TASK GOAL —
Recast every line of the entries below as a Markdown table with the columns "No." and "Text", giving each line a sequential row number and omitting blank lines.

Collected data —
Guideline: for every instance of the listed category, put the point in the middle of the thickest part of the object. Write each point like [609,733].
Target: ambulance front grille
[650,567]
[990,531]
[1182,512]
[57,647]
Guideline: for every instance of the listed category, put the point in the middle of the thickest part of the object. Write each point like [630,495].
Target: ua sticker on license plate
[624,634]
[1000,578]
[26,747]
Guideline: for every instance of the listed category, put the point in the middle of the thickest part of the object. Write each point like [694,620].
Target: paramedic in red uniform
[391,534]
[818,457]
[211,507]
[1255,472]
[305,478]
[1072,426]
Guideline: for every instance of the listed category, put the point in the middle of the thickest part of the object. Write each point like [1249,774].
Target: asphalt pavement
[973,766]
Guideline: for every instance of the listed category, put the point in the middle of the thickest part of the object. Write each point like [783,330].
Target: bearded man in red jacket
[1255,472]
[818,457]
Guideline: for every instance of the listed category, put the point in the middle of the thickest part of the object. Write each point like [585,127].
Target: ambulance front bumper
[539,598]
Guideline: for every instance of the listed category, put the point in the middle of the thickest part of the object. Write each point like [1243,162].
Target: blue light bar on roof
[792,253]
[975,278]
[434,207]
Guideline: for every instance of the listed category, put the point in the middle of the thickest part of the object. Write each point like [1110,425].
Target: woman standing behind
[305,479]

FINISHED ANSWER —
| No. | Text |
|---|---|
| 1 | Guideline: for every instance of the listed category, put the point in the middle of the thickest part of the object. Write each point like [609,733]. |
| 2 | Target: ambulance front grille |
| 3 | [650,567] |
| 4 | [990,531] |
| 5 | [1182,512] |
| 6 | [57,647] |
| 7 | Guideline: for every instance of the listed category, put the point in the middle of the thickest part of the object. Write each point like [630,495]. |
| 8 | Target: ua sticker on license plate |
| 9 | [624,634] |
| 10 | [1000,578] |
| 11 | [26,747] |
| 12 | Guideline: for every instance of the listed category, put the point in the middle of the thickest part of the object. Write each point like [694,620]. |
| 13 | Target: paramedic in red uniform |
| 14 | [391,534] |
| 15 | [818,457] |
| 16 | [211,507] |
| 17 | [1255,472] |
| 18 | [305,478] |
| 19 | [1072,426] |
| 20 | Guideline: for every instance of the listed category, put the point in the middle of the thickest part of the object. Write each point like [1249,774]. |
| 21 | Target: asphalt pavement |
| 22 | [973,766] |
| 23 | Guideline: for every instance of the listed category, put the point in the middle of the thickest part of the object. Write each point like [783,330]. |
| 24 | Target: bearded man in red jacket |
| 25 | [1255,472] |
| 26 | [818,457] |
| 27 | Guideline: for every instance of the listed category, put the point in the middle of the thickest part of the object. Write each point like [585,127]. |
| 28 | Target: ambulance front bumper |
| 29 | [539,598] |
| 30 | Guideline: for every instance of the listed category, put the point in the middle of the thickest part of the object. Write each point like [1243,162]. |
| 31 | Target: blue light bar on roof |
| 32 | [792,253] |
| 33 | [975,278] |
| 34 | [434,207] |
| 35 | Guideline: for every instance of the listed category, put the point in the middle of the thickest part of the object. Write each point like [1110,425]. |
| 36 | Target: woman standing behind |
| 37 | [305,479] |